* To do
Everything from the first line of the material below through the line containing "Target: glossy berry skin" must be retyped exactly, and nothing past it.

___

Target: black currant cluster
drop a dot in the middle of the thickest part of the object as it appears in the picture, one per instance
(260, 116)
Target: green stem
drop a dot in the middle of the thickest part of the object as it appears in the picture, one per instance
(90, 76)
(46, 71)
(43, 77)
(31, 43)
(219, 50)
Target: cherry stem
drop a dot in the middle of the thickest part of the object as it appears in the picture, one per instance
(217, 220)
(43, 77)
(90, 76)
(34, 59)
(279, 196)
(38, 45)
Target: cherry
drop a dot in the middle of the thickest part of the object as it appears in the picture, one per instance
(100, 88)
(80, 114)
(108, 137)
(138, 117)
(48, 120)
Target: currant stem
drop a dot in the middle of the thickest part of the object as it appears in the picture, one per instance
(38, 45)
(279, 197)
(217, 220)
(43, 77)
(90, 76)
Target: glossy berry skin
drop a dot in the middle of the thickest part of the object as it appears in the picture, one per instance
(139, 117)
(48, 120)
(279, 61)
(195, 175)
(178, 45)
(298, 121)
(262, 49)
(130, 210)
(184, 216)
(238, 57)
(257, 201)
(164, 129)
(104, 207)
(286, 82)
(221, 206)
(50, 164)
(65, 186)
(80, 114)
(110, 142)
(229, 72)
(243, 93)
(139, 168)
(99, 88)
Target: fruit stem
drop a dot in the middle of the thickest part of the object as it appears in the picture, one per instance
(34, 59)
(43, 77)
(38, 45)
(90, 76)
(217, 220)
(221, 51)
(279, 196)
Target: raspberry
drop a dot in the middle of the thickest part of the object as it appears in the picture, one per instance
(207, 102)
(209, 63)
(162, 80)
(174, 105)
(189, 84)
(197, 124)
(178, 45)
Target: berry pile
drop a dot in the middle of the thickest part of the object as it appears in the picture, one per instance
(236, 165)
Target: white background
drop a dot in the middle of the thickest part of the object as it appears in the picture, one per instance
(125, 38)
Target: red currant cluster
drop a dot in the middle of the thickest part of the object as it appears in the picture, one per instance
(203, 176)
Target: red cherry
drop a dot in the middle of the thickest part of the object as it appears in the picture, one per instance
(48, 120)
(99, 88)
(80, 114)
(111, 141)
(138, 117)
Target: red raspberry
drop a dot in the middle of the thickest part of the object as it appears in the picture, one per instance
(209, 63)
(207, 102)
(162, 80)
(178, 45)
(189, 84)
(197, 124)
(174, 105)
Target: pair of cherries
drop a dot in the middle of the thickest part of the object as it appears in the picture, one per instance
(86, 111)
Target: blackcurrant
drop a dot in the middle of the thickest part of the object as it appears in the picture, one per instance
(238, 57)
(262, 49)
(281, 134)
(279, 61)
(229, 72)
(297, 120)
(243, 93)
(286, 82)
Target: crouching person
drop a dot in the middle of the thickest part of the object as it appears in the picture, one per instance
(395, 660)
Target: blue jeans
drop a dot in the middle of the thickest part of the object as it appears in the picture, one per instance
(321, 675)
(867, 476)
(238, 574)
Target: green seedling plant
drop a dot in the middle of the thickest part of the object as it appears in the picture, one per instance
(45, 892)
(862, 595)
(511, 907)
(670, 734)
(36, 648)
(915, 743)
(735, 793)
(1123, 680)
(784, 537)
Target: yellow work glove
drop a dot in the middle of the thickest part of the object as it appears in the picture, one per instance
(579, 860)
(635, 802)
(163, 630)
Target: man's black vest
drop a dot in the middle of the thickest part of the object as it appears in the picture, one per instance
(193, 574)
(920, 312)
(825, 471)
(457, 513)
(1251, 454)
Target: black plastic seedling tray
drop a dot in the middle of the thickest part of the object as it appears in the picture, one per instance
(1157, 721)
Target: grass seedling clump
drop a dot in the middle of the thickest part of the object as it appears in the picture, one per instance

___

* Solution to this exercise
Target: black currant cluster
drop a dot in the middle of the thickest part of the object as it appears in the picture, one per instance
(260, 116)
Target: green stem
drop a dot in the middle of the thickest part of the object as it appears in the picture, one per instance
(90, 76)
(46, 71)
(43, 77)
(31, 43)
(219, 50)
Target: cherry stem
drop a dot in the middle of the thickest part of the object as it appears in the picture, one per instance
(217, 220)
(43, 77)
(90, 76)
(34, 59)
(279, 196)
(38, 45)
Target: cherry
drop a dot in the middle of the thickest part of the object as it appears in the picture, one per instance
(100, 88)
(80, 114)
(108, 137)
(138, 117)
(48, 120)
Target: currant stem
drop a dot in the middle of the thickest part of the object as it appears in the picture, one per instance
(38, 45)
(279, 197)
(217, 220)
(43, 77)
(90, 76)
Target: glossy berry skin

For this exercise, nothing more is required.